### [Exercise]
The expected answer is every line from the material below that has the word "target".
== Data to examine ==
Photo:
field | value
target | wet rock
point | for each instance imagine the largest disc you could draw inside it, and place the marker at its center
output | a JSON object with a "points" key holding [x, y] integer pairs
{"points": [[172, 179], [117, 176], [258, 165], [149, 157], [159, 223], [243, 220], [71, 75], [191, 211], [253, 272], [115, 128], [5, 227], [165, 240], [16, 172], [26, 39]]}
===
== Data to examine ==
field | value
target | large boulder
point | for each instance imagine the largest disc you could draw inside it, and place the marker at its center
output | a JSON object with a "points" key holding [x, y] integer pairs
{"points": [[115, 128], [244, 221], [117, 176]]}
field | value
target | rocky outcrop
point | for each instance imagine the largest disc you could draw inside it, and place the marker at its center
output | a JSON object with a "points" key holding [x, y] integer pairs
===
### [Task answer]
target | wet rock
target | large boulder
target | rocky outcrop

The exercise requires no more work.